***** Material extraído *****

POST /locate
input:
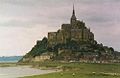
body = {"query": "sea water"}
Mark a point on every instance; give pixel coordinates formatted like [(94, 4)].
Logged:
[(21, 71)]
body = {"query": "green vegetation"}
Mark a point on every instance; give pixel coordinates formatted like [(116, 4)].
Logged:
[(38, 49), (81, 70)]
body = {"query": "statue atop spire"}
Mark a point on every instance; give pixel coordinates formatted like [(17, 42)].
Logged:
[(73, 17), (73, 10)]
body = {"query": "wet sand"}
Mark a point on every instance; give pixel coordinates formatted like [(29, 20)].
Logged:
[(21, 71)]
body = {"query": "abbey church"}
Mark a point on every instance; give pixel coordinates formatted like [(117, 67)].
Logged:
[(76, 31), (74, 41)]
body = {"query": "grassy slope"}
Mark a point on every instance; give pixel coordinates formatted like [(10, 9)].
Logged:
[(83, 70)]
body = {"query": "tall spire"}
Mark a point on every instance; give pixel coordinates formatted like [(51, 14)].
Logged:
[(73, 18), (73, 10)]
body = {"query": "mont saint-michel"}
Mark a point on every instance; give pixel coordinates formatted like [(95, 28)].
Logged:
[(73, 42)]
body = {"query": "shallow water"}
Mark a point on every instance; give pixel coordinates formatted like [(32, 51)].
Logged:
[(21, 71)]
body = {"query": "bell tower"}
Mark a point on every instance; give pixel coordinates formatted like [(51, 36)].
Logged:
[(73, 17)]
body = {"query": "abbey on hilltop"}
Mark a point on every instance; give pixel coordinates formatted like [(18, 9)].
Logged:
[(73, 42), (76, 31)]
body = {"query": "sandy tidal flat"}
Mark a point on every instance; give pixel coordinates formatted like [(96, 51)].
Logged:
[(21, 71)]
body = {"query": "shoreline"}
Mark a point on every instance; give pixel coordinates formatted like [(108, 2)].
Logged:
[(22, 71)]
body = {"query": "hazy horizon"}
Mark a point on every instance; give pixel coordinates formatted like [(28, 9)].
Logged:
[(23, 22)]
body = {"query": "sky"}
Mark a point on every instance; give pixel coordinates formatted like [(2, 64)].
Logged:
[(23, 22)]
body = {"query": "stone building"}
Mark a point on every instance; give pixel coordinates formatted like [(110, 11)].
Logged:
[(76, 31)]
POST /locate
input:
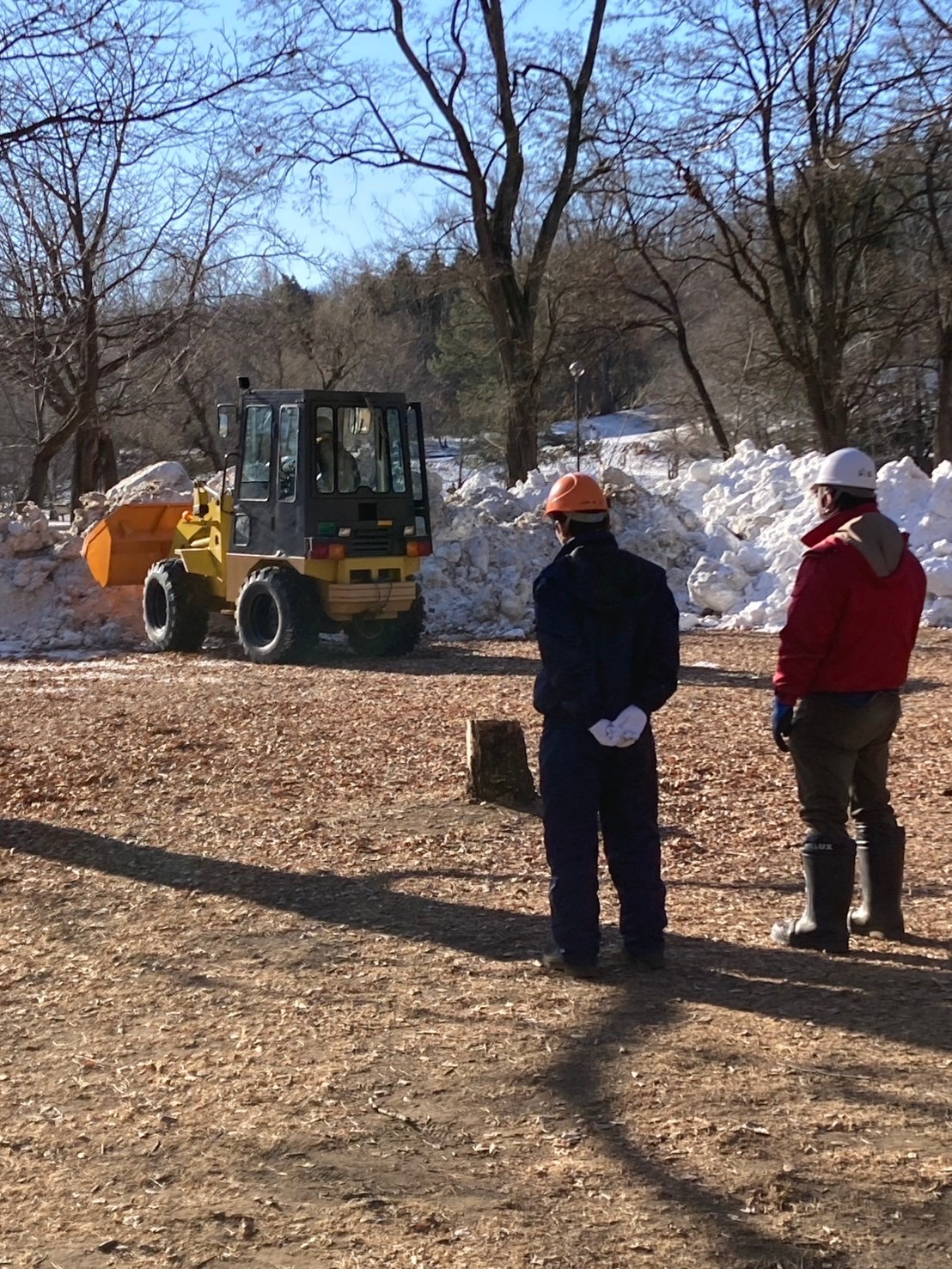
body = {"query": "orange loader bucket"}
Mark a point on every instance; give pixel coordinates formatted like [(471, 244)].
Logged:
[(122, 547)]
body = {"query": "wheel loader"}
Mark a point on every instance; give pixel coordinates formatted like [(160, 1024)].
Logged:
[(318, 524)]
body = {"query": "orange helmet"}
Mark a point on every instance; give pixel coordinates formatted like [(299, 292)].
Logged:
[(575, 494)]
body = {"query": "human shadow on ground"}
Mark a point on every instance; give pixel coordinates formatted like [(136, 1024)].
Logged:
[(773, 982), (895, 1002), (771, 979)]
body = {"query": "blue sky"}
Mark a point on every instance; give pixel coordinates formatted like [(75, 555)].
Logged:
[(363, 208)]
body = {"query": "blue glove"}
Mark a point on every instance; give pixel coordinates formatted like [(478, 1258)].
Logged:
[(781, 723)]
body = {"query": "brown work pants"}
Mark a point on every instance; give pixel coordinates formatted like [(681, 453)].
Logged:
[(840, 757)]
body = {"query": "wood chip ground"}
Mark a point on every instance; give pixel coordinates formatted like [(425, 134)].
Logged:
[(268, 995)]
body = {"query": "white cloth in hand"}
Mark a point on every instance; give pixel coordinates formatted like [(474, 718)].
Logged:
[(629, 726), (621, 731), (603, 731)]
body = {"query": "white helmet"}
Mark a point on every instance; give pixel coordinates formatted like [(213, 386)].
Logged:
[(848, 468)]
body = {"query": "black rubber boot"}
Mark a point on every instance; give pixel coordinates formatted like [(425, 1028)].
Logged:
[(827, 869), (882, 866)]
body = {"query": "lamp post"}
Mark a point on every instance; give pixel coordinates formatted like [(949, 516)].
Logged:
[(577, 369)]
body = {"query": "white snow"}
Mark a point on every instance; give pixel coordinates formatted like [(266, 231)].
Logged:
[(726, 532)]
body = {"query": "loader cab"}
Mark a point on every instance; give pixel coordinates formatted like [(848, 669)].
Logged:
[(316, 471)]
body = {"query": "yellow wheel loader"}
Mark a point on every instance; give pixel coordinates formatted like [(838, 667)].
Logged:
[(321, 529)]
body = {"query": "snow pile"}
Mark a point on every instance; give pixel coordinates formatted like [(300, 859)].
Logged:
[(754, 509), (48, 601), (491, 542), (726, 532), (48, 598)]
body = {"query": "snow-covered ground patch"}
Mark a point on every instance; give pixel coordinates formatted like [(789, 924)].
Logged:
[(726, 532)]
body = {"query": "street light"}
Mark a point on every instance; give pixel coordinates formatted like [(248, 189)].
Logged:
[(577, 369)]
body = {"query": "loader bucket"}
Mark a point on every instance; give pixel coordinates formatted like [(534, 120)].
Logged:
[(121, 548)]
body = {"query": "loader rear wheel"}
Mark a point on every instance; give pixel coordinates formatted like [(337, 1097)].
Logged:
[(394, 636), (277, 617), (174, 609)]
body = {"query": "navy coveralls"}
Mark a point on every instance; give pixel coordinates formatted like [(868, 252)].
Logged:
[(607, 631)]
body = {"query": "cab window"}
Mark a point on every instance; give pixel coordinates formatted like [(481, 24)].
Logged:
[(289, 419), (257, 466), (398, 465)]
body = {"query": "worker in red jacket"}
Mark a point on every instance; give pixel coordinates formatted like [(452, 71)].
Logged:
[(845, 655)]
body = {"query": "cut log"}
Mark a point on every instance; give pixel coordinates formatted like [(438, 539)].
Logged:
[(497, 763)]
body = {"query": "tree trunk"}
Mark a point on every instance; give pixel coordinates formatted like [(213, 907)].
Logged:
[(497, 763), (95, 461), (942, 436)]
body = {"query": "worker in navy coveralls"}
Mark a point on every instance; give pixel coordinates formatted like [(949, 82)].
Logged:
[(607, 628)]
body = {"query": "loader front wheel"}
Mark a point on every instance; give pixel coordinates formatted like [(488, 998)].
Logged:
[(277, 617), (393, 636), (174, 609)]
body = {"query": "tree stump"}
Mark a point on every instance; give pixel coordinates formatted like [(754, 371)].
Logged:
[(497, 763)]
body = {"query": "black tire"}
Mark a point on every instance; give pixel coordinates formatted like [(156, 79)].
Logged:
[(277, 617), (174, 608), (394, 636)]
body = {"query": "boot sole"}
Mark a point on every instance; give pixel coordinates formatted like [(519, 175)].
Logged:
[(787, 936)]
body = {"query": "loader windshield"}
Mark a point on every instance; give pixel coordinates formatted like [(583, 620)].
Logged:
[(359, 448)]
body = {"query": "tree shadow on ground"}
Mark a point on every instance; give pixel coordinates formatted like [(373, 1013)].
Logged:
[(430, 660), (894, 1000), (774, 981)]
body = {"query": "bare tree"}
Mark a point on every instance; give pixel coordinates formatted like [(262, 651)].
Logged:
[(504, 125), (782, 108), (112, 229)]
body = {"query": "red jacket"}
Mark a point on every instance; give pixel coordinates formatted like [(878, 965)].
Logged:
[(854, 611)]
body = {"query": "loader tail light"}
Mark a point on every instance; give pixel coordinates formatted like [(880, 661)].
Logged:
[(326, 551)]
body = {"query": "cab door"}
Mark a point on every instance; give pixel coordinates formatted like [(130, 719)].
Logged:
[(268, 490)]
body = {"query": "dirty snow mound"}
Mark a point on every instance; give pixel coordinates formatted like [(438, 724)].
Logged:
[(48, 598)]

*****
***** Material extraído *****

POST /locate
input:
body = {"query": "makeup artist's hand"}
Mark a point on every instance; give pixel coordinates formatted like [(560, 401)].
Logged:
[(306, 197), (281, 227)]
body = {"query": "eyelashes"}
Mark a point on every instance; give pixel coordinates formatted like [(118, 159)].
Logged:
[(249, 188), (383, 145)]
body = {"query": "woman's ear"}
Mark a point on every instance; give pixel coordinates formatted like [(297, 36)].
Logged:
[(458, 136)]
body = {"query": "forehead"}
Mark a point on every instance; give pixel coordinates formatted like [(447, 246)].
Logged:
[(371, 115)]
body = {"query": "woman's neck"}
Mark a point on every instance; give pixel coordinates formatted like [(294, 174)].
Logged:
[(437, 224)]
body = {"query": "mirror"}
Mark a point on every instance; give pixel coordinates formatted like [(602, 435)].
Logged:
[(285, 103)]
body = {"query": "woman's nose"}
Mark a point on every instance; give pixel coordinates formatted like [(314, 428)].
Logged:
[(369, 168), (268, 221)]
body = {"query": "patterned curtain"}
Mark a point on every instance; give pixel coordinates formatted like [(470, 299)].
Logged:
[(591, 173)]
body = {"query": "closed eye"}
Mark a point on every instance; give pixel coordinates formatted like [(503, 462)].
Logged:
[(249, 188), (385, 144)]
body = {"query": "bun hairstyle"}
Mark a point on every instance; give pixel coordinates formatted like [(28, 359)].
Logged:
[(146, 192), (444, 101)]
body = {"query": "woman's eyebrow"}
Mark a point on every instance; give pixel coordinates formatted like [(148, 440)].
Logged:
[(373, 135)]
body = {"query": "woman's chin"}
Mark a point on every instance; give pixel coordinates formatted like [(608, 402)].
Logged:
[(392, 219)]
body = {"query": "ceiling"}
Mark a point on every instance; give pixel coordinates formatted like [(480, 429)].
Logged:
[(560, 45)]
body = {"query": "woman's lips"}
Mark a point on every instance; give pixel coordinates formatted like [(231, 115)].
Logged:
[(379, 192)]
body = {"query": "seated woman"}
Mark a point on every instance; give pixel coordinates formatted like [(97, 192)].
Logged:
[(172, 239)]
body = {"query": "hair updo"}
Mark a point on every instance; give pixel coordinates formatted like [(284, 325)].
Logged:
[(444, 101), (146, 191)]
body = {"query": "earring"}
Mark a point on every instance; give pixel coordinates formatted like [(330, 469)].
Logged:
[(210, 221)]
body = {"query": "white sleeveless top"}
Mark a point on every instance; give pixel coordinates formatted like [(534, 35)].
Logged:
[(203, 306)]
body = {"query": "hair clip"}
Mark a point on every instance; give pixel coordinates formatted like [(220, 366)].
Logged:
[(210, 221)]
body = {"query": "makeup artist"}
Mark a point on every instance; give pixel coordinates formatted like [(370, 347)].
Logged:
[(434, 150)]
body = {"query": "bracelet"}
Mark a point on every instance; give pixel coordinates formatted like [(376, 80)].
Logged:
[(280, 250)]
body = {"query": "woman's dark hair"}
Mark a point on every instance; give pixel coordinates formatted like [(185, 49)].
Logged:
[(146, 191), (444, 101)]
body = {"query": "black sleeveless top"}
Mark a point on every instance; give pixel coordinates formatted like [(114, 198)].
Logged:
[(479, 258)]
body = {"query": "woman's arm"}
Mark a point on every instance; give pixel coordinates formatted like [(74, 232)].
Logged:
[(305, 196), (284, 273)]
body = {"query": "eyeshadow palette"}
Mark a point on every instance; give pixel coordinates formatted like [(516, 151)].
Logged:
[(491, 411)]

*****
***** Material extraído *****

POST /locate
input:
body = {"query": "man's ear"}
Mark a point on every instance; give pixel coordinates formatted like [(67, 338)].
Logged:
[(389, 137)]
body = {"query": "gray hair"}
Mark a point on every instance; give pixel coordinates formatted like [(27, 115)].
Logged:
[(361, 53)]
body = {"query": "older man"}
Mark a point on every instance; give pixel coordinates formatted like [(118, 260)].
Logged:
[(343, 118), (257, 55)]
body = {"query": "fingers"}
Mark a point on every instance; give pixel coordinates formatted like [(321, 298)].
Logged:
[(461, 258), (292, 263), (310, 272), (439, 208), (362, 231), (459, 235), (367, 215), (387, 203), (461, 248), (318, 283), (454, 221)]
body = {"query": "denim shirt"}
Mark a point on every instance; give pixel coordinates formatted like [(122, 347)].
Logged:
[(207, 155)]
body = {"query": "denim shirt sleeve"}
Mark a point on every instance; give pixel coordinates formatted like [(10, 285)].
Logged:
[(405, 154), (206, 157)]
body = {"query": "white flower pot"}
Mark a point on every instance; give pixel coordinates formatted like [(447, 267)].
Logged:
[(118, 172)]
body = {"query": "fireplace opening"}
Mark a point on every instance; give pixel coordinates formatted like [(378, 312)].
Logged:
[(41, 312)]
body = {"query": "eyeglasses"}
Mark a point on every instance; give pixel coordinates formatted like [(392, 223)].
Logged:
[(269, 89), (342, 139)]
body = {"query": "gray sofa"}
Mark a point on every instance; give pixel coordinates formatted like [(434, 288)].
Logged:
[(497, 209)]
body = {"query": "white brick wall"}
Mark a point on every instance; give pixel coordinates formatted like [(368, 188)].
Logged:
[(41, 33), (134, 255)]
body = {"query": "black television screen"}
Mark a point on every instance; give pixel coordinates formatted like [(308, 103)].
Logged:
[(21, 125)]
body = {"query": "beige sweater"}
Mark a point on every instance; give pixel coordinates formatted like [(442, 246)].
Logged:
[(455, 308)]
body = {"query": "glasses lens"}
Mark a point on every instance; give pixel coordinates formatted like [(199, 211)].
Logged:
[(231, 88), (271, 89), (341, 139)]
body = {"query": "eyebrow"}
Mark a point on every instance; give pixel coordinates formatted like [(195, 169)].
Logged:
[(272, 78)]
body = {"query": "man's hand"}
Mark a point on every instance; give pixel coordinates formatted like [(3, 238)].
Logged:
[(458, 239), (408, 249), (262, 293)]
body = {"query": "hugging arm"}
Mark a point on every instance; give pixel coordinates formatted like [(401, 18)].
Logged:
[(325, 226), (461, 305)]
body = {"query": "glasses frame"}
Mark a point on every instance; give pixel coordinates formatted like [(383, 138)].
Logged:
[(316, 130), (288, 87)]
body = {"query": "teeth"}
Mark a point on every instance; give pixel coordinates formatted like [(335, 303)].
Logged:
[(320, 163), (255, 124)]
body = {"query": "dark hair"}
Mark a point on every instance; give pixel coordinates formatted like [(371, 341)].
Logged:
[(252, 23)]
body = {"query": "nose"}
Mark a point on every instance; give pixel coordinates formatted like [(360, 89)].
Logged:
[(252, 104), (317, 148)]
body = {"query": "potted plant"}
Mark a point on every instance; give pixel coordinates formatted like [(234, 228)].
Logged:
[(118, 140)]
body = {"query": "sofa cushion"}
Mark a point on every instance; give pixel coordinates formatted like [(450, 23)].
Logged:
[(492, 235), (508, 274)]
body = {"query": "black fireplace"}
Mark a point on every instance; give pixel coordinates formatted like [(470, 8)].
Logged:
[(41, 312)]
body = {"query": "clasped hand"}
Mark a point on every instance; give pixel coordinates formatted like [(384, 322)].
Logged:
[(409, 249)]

*****

Problema proposto: Informe quantas linhas dos registros acima contêm a palavra "dark", diferenciando maiúsculas de minúsculas. Responda só com o número.

Resposta do exercício: 2